* Extrait du texte *
========================================================================

Grâce à quelques mouvements internationaux, surtout féministes, tel que le nôtre, NEGAR–Soutien aux Femmes Afghanes, les atrocités commises contre les Afghanes pendant cette période étaient dénoncées en permanence. Pourtant ce ne fut pas la cause des femmes qui a finalement réveillé le monde entier au drame de l’Afghanistan. Deux événements ont projeté cette région à la "une" des médias : d’abord la destruction des Bouddhas de Bamyan au printemps 2001, puis l’attaque du 11 septembre au World Trade Center, sur le territoire américain. Face à ce dernier événement, les grandes puissances mondiales ont – enfin – pris position contre un terrorisme qui a fini par menacer non plus seulement les femmes, mais aussi les valeurs de nos sociétés dites démocratiques… comme si les violences commises contre les femmes ne les bafouaient pas déjà.
Des citoyennes prêtes pour l’action
Depuis un an, l’évolution de la situation a fait un bond énorme. Les femmes commencent à jouir d’une liberté retrouvée. Elles peuvent participer à la vie publique, retourner à l’école, se faire soigner, et travailler. Ceci est vrai surtout à Kaboul, où les forces de sécurité (ISAF) présentes en grand nombre doivent en principe assurer la protection des femmes. En dehors de Kaboul, la situation est moins rassurante [1], bien que les droits fondamentaux soient théoriquement garantis [2].
Les femmes sont souvent politiquement avancées, éloquentes, et plus que capables, sachant très bien que même débarrassées des talibans, elles doivent faire face à une société qui traditionnellement, ne les favorise pas. L’Afghanistan, comme le Pakistan, l’Arabie Saoudite ou l’Iran, est un pays où l’on voit encore des exemples des droits des femmes bafoués et des situations sociales désespérées. Mais les femmes afghanes ont une longue histoire et une tradition de résistance pour leurs droits civils et politiques. Aujourd’hui elles ont la possibilité d’avoir leur place et de jouer un rôle important dans la reconstitution de l’Afghanistan.
Une nouvelle constitution sera rédigée dans les deux prochaines années, et il est impératif que la communauté internationale veille à que les droits de la femme y soient inclus. Mais actuellement, les femmes en Afghanistan doivent faire face à des problèmes de tous les jours, et c’est en les aidant à sortir de ces impasses quotidiennes, sans perdre de vue à plus long terme leurs droits fondamentaux, que les autres pays peuvent les aider et les soutenir. Il faudrait, donc, que la communauté internationale travaille sur deux fronts : vigilance pour l’avenir et aide financière immédiate. Aujourd’hui, avec la loya jirga relativement bien réussie derrière elles, les Afghanes font face à un avenir difficile. Comment sortir de la misère sans aide sanitaire et sociale, de l’obscurantisme sans écoles ni formations ? Certaines sentent que si les promesses d’aide pour sauvegarder la paix (peacekeeping) ne sont pas honorées assez rapidement, la démocratie en Afghanistan sera sérieusement menacée, et leurs espoirs ruinés.

========================================================================

* Données *
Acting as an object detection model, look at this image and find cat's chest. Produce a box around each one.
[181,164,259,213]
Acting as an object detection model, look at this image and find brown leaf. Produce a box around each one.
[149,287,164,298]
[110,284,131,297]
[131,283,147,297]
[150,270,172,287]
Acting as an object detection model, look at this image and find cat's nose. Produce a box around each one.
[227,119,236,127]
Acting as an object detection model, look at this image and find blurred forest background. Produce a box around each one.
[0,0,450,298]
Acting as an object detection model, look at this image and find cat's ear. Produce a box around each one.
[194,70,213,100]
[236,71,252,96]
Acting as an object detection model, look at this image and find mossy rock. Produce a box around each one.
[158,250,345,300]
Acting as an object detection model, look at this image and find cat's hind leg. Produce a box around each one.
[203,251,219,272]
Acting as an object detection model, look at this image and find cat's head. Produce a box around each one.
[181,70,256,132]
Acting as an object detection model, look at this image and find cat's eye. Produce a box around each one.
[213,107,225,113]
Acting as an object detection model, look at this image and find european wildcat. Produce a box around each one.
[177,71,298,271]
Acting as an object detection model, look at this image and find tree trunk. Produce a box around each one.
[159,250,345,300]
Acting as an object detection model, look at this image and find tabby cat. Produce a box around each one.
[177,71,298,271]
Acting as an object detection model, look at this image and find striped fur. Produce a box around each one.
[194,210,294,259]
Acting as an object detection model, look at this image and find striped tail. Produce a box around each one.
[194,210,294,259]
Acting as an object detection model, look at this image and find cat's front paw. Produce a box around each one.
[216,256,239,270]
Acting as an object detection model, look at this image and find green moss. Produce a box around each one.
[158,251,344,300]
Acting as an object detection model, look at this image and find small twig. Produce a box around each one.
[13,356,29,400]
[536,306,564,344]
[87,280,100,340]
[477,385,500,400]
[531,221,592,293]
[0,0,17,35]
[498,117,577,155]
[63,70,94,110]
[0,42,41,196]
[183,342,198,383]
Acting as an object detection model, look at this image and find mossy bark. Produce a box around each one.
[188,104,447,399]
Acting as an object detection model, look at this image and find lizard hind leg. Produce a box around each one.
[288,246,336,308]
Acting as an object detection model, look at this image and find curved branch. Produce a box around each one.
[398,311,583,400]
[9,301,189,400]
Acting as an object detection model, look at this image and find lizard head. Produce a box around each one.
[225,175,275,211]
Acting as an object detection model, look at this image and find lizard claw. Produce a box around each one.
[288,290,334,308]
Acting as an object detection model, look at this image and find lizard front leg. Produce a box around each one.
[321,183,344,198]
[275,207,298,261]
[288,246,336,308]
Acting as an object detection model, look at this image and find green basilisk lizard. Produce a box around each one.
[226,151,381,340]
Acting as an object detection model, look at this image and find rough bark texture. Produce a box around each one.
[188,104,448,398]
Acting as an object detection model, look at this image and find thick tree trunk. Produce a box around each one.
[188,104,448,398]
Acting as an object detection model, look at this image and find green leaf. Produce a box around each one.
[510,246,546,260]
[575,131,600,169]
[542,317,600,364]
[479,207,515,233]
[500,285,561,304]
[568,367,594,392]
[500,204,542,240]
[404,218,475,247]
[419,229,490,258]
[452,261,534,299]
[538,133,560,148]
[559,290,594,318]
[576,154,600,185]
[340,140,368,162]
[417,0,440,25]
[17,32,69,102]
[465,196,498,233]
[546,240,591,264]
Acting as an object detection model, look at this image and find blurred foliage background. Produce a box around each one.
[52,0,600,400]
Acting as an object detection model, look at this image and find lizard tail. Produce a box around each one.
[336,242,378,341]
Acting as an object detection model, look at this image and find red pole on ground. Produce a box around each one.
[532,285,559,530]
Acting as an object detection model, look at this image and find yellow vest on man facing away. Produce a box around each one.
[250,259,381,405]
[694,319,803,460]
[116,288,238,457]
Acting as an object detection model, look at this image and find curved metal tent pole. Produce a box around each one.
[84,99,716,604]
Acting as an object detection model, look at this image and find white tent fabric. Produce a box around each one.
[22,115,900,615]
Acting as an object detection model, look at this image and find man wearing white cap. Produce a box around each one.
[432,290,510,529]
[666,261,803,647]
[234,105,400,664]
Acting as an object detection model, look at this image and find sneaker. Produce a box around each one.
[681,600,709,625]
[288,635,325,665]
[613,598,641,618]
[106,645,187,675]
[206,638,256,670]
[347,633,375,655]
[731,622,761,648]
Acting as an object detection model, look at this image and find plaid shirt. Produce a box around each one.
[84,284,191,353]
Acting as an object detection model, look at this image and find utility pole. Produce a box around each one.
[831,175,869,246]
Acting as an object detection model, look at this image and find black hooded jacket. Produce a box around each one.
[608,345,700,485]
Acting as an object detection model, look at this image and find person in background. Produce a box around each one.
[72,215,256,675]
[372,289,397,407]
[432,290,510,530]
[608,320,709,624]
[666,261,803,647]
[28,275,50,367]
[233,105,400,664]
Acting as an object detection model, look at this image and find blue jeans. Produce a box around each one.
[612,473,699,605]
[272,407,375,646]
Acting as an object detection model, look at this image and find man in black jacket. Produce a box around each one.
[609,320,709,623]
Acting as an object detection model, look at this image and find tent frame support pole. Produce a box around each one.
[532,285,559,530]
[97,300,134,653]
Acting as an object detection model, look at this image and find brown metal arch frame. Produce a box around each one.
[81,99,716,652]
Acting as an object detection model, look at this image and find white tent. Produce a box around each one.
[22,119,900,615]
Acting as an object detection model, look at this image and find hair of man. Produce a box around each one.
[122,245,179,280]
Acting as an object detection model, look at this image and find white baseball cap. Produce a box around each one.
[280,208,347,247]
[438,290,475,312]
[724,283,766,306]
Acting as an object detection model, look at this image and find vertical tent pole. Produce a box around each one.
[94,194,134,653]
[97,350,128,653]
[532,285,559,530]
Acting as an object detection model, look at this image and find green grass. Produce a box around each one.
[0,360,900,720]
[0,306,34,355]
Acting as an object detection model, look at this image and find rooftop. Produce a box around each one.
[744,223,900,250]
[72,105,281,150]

========================================================================

* Consigne 1 *
Reformulez sous forme de liste le paragraphe du texte sur les femmes afghanes qui commence par « Depuis un an, l’évolution de la situation », en conservant ses faits principaux.
* Consigne 2 *
Recopiez fidèlement le passage du texte sur les femmes afghanes qui débute aux mots « Grâce à quelques » et s’arrête après les mots « bafouaient pas déjà. ».
* Consigne 3 *
Rédigez la suite du texte sur les femmes afghanes à partir de sa dernière phrase.

* Résultat 1 *
- En un an, la situation a fait un bond énorme et les femmes retrouvent une liberté.
- Elles peuvent participer à la vie publique, retourner à l’école, se faire soigner et travailler.
- C’est surtout vrai à Kaboul, où les nombreuses forces de sécurité (ISAF) doivent en principe protéger les femmes.
- Hors de Kaboul, la situation est moins rassurante, même si les droits fondamentaux sont théoriquement garantis.

* Résultat 2 *
Grâce à quelques mouvements internationaux, surtout féministes, tel que le nôtre, NEGAR–Soutien aux Femmes Afghanes, les atrocités commises contre les Afghanes pendant cette période étaient dénoncées en permanence. Pourtant ce ne fut pas la cause des femmes qui a finalement réveillé le monde entier au drame de l’Afghanistan. Deux événements ont projeté cette région à la "une" des médias : d’abord la destruction des Bouddhas de Bamyan au printemps 2001, puis l’attaque du 11 septembre au World Trade Center, sur le territoire américain. Face à ce dernier événement, les grandes puissances mondiales ont – enfin – pris position contre un terrorisme qui a fini par menacer non plus seulement les femmes, mais aussi les valeurs de nos sociétés dites démocratiques… comme si les violences commises contre les femmes ne les bafouaient pas déjà.

* Résultat 3 *
Que sont les fonds devenus ?
Hélas ! les derniers indices sur l’aide à venir des Etats-Unis ne sont pas du tout encourageants, malgré les promesses faites pour le soutien à la reconstruction du pays. La guerre terminée, George Bush compte-il vraiment contribuer à reconstruire le pays et à garantir sa sécurité, et, bien sûr, la sécurité des femmes ? On peut sérieusement en douter.
Les aides humanitaires et autres volontaires sur place en Afghanistan sont pessimistes, car ils voient leurs fonds diminuer ou longs à venir. Peu de l’argent promis arrivera avant 2003, et encore bien moins que promis : sur les $10 milliards d’aide nécessaires pour la reconstruction, seulement $3 milliards paraissent confirmés aujourd’hui [3].
En réponse à une crise humanitaire que la guerre a encore exacerbée, George Bush vient de refuser une proposition du Congrès d’accorder un Fonds supplémentaire d’aide d’urgence d’un montant total de $5,1 milliards. Ce fonds comprenait $174 millions pour la reconstruction de l’Afghanistan - dont 2,5 alloués au Ministère de la condition féminine, pour la création de "maisons des femmes", prodiguant informations, soins, éducation et formations. Coïncidence ? La décision est tombée juste après que Colin Powell a fait le forcing pour obtenir une augmentation du budget de la défense.
Parallèlement, des abus commis contre des femmes n’ont pas suscité de réponse officielle des Etats-Unis. Sima Samar, l’ancienne Ministre des affaires des femmes a dû démissionner face aux menaces dont elle a fait l’objet ; Masouma Jalal et d’autres femmes qui s’avancent dans la politique afghane font également l’objet de menaces sérieuses provenant des éléments conservateurs du pays ; et le manque de sécurité, et le manque de moyens, pour faire progresser la cause des femmes, laissent le gouvernement Bush sans réaction.
La politique étrangère de George Bush ne couvre en principe pas un programme de " nation building ". Pourrait-elle être différente dans le cas d’Afghanistan ? On en doute. Le centre d’intérêt de l’administration Bush s’est reporté sur l’Irak, sans qu’ait été mis en œuvre le projet annoncé en grandes pompes pour l’Afghanistan : la victoire de la démocratie sur l’obscurantisme. Il semble que les promesses, relayées notamment par la first lady Laura Bush, soient tombées aux oubliettes.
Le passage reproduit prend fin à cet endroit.